Information provided START

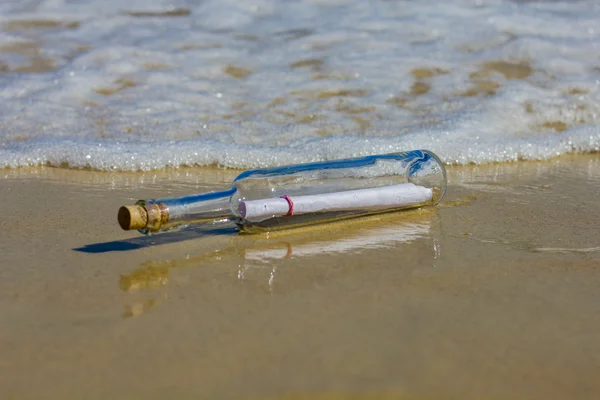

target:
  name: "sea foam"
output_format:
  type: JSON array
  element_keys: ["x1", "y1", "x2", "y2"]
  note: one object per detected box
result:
[{"x1": 0, "y1": 0, "x2": 599, "y2": 170}]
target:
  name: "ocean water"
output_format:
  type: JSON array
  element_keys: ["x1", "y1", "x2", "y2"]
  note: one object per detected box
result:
[{"x1": 0, "y1": 0, "x2": 599, "y2": 171}]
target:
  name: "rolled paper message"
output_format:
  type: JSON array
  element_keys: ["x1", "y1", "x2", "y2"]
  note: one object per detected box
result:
[{"x1": 238, "y1": 183, "x2": 432, "y2": 222}]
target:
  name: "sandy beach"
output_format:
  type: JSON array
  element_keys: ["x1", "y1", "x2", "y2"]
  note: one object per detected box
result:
[{"x1": 1, "y1": 155, "x2": 599, "y2": 399}]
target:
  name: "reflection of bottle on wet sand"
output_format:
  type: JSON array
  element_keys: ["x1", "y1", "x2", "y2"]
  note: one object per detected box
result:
[
  {"x1": 241, "y1": 221, "x2": 430, "y2": 262},
  {"x1": 119, "y1": 210, "x2": 436, "y2": 306},
  {"x1": 119, "y1": 266, "x2": 169, "y2": 317},
  {"x1": 119, "y1": 265, "x2": 169, "y2": 291}
]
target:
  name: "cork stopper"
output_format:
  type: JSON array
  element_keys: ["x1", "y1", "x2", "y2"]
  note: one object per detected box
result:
[{"x1": 118, "y1": 205, "x2": 148, "y2": 231}]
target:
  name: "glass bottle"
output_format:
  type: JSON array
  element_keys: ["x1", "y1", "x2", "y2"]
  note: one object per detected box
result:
[{"x1": 118, "y1": 149, "x2": 446, "y2": 234}]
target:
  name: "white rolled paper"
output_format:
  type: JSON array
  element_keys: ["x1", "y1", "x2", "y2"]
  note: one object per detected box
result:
[{"x1": 238, "y1": 182, "x2": 432, "y2": 222}]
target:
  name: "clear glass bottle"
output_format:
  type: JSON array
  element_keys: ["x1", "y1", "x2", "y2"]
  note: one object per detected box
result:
[{"x1": 118, "y1": 150, "x2": 447, "y2": 234}]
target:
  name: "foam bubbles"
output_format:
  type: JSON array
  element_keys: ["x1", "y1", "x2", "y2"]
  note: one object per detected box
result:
[{"x1": 0, "y1": 0, "x2": 599, "y2": 171}]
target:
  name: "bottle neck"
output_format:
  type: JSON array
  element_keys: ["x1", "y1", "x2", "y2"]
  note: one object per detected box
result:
[{"x1": 137, "y1": 188, "x2": 236, "y2": 233}]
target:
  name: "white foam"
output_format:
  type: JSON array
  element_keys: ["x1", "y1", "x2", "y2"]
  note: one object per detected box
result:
[{"x1": 0, "y1": 0, "x2": 599, "y2": 171}]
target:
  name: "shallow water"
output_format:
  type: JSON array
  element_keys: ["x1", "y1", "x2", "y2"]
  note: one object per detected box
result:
[
  {"x1": 1, "y1": 156, "x2": 600, "y2": 399},
  {"x1": 1, "y1": 0, "x2": 599, "y2": 170}
]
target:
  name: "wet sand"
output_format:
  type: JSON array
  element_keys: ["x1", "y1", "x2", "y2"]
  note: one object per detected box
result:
[{"x1": 1, "y1": 156, "x2": 600, "y2": 400}]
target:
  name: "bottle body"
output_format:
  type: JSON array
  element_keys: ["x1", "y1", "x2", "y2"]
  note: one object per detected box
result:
[
  {"x1": 119, "y1": 150, "x2": 446, "y2": 234},
  {"x1": 230, "y1": 150, "x2": 446, "y2": 233}
]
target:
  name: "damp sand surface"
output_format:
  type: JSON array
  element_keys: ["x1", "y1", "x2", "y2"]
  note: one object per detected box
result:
[{"x1": 1, "y1": 156, "x2": 600, "y2": 400}]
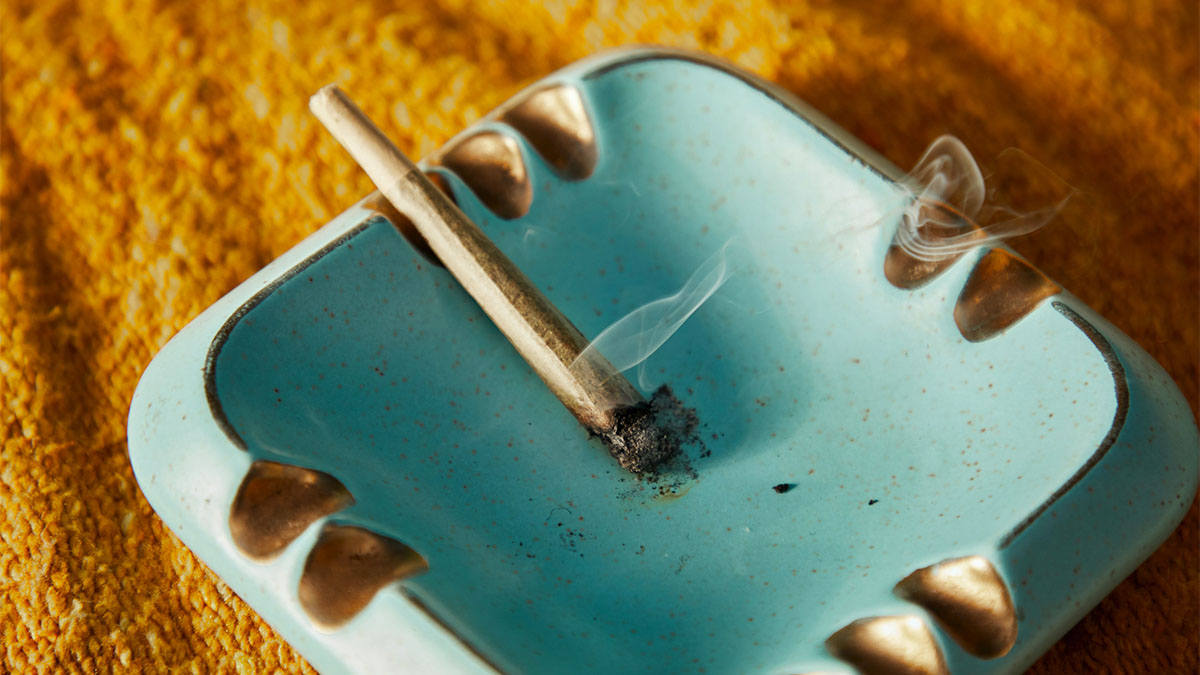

Information provided END

**Requirement:** An exact copy of every record above is required, with all pictures omitted.

**Answer to this exercise:**
target:
  name: "sea foam"
output_format:
  type: JSON array
  element_keys: ["x1", "y1", "x2", "y2"]
  note: one object per detected box
result:
[{"x1": 0, "y1": 0, "x2": 599, "y2": 170}]
target:
  name: "ocean water"
output_format:
  type: JSON array
  element_keys: ["x1", "y1", "x2", "y2"]
  note: one object per detected box
result:
[{"x1": 0, "y1": 0, "x2": 599, "y2": 171}]
target:
  name: "rolled paper message"
output_format:
  type: JSON array
  element_keys: ["x1", "y1", "x2", "y2"]
  note: one object per detected box
result:
[{"x1": 238, "y1": 183, "x2": 432, "y2": 222}]
target:
  name: "sandy beach"
output_format:
  type: JSON array
  element_keys: ["x1", "y1", "x2", "y2"]
  note: one object per detected box
result:
[{"x1": 1, "y1": 155, "x2": 599, "y2": 399}]
target:
  name: "reflection of bottle on wet sand"
output_format:
  type: JSON array
  element_keys: ["x1", "y1", "x2", "y2"]
  note: one object per detected box
result:
[
  {"x1": 241, "y1": 221, "x2": 430, "y2": 262},
  {"x1": 119, "y1": 210, "x2": 436, "y2": 306},
  {"x1": 119, "y1": 266, "x2": 169, "y2": 317},
  {"x1": 119, "y1": 265, "x2": 169, "y2": 291}
]
target:
  name: "cork stopper"
output_format:
  type: JSON array
  element_keys: ["x1", "y1", "x2", "y2"]
  note: one object per detected box
result:
[{"x1": 118, "y1": 205, "x2": 148, "y2": 231}]
target:
  name: "glass bottle"
output_format:
  type: JSON array
  element_keys: ["x1", "y1", "x2", "y2"]
  note: one object per detected box
result:
[{"x1": 118, "y1": 149, "x2": 446, "y2": 234}]
target:
  name: "white rolled paper"
output_format:
  type: JSON array
  element_keys: ["x1", "y1", "x2", "y2"]
  note: one object per detected box
result:
[{"x1": 238, "y1": 182, "x2": 432, "y2": 222}]
target:
  name: "clear glass bottle"
output_format:
  type: JSON array
  element_keys: ["x1", "y1", "x2", "y2"]
  note: one object per detected box
result:
[{"x1": 118, "y1": 150, "x2": 447, "y2": 234}]
target:
  name: "foam bubbles"
output_format:
  type: JSON array
  element_keys: ["x1", "y1", "x2", "y2"]
  note: one object per detected box
result:
[{"x1": 0, "y1": 0, "x2": 599, "y2": 171}]
target:
  name: "bottle neck"
output_format:
  type: JSON array
  element_keys: ["x1", "y1", "x2", "y2"]
  note: one object per detected box
result:
[{"x1": 137, "y1": 188, "x2": 236, "y2": 233}]
target:
  name: "white foam"
output_format:
  type: JSON array
  element_keys: ["x1", "y1", "x2", "y2"]
  note: one object per detected box
result:
[{"x1": 0, "y1": 0, "x2": 599, "y2": 171}]
target:
  name: "shallow water"
output_format:
  type: JSON array
  element_keys: ["x1", "y1", "x2", "y2"]
  note: one object per detected box
result:
[
  {"x1": 1, "y1": 156, "x2": 600, "y2": 399},
  {"x1": 1, "y1": 0, "x2": 599, "y2": 170}
]
target:
  name: "wet sand"
output_format:
  type: JSON array
  element_keys: ["x1", "y1", "x2", "y2"]
  note: one object per detected box
result:
[{"x1": 1, "y1": 156, "x2": 600, "y2": 400}]
target:
  name: "bottle body"
output_format:
  type: JSON array
  element_keys: ["x1", "y1", "x2", "y2"]
  note: one object per detected box
result:
[
  {"x1": 119, "y1": 150, "x2": 446, "y2": 234},
  {"x1": 230, "y1": 150, "x2": 446, "y2": 233}
]
target:
  name: "damp sand surface"
output_format:
  type: JSON array
  element_keys: ["x1", "y1", "x2", "y2"]
  note: one object per detected box
result:
[{"x1": 1, "y1": 156, "x2": 600, "y2": 400}]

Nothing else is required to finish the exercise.